Records from a data collection —
──────
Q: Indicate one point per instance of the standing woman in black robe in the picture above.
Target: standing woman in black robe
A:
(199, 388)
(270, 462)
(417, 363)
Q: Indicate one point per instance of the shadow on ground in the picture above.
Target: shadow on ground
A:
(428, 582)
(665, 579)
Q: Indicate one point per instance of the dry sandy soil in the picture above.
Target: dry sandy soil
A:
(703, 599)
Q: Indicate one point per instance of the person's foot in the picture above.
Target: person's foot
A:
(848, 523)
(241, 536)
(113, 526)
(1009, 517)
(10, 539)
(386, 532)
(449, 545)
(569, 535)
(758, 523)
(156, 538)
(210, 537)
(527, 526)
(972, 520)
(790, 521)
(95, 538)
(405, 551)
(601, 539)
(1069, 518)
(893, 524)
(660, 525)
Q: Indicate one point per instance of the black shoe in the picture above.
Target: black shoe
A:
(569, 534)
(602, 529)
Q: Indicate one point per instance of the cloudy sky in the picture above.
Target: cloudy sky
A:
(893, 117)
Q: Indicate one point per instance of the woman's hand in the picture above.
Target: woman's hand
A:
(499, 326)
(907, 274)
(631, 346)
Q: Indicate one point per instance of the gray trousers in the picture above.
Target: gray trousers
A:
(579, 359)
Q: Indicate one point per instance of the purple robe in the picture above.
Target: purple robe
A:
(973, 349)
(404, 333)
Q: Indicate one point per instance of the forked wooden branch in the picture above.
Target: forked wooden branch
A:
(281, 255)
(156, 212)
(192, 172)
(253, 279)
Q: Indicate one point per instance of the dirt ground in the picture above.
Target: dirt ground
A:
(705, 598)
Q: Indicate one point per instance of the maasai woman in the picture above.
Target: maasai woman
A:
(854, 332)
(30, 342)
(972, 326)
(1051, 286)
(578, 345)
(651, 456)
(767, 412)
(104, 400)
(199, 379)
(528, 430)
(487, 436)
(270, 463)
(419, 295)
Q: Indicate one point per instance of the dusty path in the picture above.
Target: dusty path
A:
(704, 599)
──────
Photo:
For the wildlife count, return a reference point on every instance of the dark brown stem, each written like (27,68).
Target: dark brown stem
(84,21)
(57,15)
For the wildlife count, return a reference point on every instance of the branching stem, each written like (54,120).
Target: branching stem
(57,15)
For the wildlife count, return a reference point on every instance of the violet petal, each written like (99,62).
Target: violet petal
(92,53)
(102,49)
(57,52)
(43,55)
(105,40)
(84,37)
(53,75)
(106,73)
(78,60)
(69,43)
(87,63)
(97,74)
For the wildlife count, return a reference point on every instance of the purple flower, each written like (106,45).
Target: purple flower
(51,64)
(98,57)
──────
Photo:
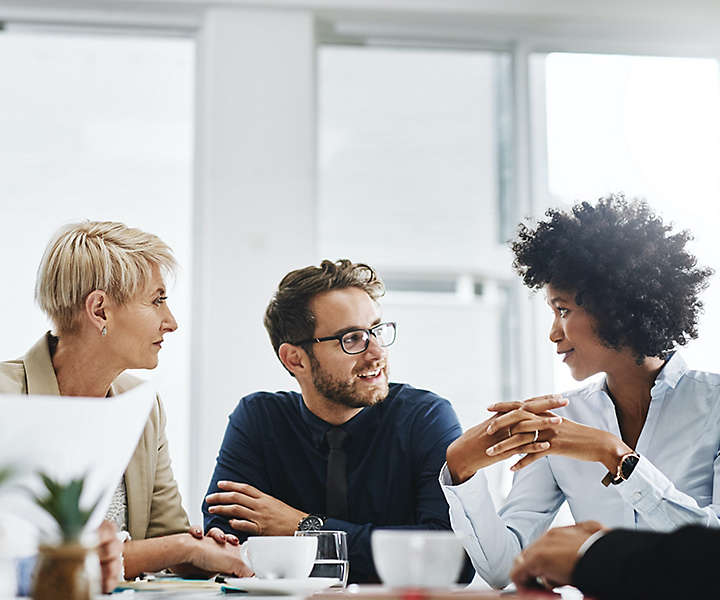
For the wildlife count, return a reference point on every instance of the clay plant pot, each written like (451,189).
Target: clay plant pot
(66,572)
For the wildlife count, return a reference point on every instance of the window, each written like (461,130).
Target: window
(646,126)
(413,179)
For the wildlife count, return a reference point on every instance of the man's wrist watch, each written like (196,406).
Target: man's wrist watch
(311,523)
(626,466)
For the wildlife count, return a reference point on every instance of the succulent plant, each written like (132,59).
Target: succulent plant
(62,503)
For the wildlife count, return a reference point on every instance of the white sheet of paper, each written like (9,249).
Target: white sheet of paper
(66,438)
──────
Task prompt — Take the records above and return, word for word, only the lines that fall from the line with "written like (132,59)." to the line with "written like (9,249).", both of them included.

Your response —
For the wildlife count, return a reference point on every instance of the succulent plant, each written like (132,59).
Target: succulent plant
(62,503)
For the wildlife count, return a reference point on every instance of the white sheet of paper, each written like (9,249).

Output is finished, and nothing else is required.